Exercise materials:
********

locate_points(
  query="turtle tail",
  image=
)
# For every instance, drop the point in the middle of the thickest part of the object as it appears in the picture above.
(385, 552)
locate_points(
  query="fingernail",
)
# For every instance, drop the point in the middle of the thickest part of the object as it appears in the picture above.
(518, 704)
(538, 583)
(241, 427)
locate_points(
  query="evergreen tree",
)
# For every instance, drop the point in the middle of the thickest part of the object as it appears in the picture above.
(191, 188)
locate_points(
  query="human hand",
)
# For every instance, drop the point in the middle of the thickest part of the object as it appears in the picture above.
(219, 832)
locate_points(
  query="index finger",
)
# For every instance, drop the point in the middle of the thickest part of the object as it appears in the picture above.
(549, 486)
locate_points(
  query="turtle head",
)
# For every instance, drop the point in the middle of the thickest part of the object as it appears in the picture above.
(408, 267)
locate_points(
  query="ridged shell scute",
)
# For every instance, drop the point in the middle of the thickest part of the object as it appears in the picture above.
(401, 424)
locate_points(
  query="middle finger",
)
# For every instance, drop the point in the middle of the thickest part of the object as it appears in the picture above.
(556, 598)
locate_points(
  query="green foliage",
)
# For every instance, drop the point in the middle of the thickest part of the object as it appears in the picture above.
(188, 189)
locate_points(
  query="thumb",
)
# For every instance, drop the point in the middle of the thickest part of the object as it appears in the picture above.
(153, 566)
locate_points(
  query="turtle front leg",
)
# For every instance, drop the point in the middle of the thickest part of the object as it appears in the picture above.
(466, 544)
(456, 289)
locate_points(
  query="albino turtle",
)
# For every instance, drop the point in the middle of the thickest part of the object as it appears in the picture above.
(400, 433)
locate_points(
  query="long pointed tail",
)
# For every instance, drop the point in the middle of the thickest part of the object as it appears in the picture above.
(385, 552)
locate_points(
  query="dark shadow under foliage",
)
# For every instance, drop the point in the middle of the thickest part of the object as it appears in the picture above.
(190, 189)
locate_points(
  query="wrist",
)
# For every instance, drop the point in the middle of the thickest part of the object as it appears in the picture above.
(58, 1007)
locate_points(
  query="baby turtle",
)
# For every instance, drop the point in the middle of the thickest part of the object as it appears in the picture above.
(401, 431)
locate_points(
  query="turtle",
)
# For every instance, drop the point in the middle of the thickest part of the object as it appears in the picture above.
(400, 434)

********

Exercise directions:
Reproduce the whole of the material exactly as shown.

Result:
locate_points(
  query="turtle tail",
  image=
)
# For every instance, drop the point in the middle of the thickest part of the object as it appears in the picture above.
(385, 552)
locate_points(
  query="fingernail",
)
# For every instance, drop the point in the middle of the thickest part of the object as it appears in the picture above.
(518, 704)
(538, 583)
(241, 427)
locate_points(
  query="evergreen tree",
)
# For every instance, drop the point in the middle of the thickest part of the object as it appears in the picture above.
(191, 188)
locate_points(
  query="human hand",
)
# For every instance, drop the point in the middle of the thickest part of the object as it appears in the picture above.
(219, 832)
locate_points(
  query="index finger",
)
# For every instance, drop the point in the middle of the thickest part of the object as it appears in the picture above.
(549, 486)
locate_points(
  query="turtle head",
)
# For every instance, drop the point in the middle of the thickest part of the object as it appears in the picture above.
(408, 267)
locate_points(
  query="ridged shell scute",
)
# For every instance, drop the point in the middle of the thickest part of the object as it appears in the picture above.
(401, 424)
locate_points(
  query="middle finger",
)
# For every instance, drop the point in the middle of the thickest part of the object as it appears in the picture above.
(556, 598)
locate_points(
  query="green foliage",
)
# For every instance, drop the point in the middle of the thickest part of the object as it appears in the picture above.
(188, 189)
locate_points(
  query="thumb",
)
# For every instance, drop the point in the middle of the thickest part of the object as it appears in the picture above.
(153, 566)
locate_points(
  query="turtle front leg",
)
# For every instance, drop the point in the middle of the thickest part of the object as it appears in the picture above.
(466, 544)
(456, 289)
locate_points(
  query="albino turtle",
)
# For every instance, drop the point in the middle of the thickest part of the object as it appears in the picture above.
(400, 433)
locate_points(
  query="long pointed tail",
)
# For every instance, drop the point in the middle of the thickest part of the object as it appears in the picture above.
(385, 552)
locate_points(
  query="dark shadow under foliage",
)
# For every instance, drop the point in the middle of the thickest part of the object as it appears in the picture above.
(190, 189)
locate_points(
  query="wrist",
)
# For every instance, drop the point in the middle of the thickest part of the object as it appears in the picture above.
(58, 1007)
locate_points(
  query="baby turtle",
)
# For every instance, drop the point in the middle of the thickest part of the object as it appears in the picture above.
(401, 431)
locate_points(
  query="turtle",
)
# For every instance, drop the point in the middle of the thickest part of the object as it appears in the picture above.
(400, 434)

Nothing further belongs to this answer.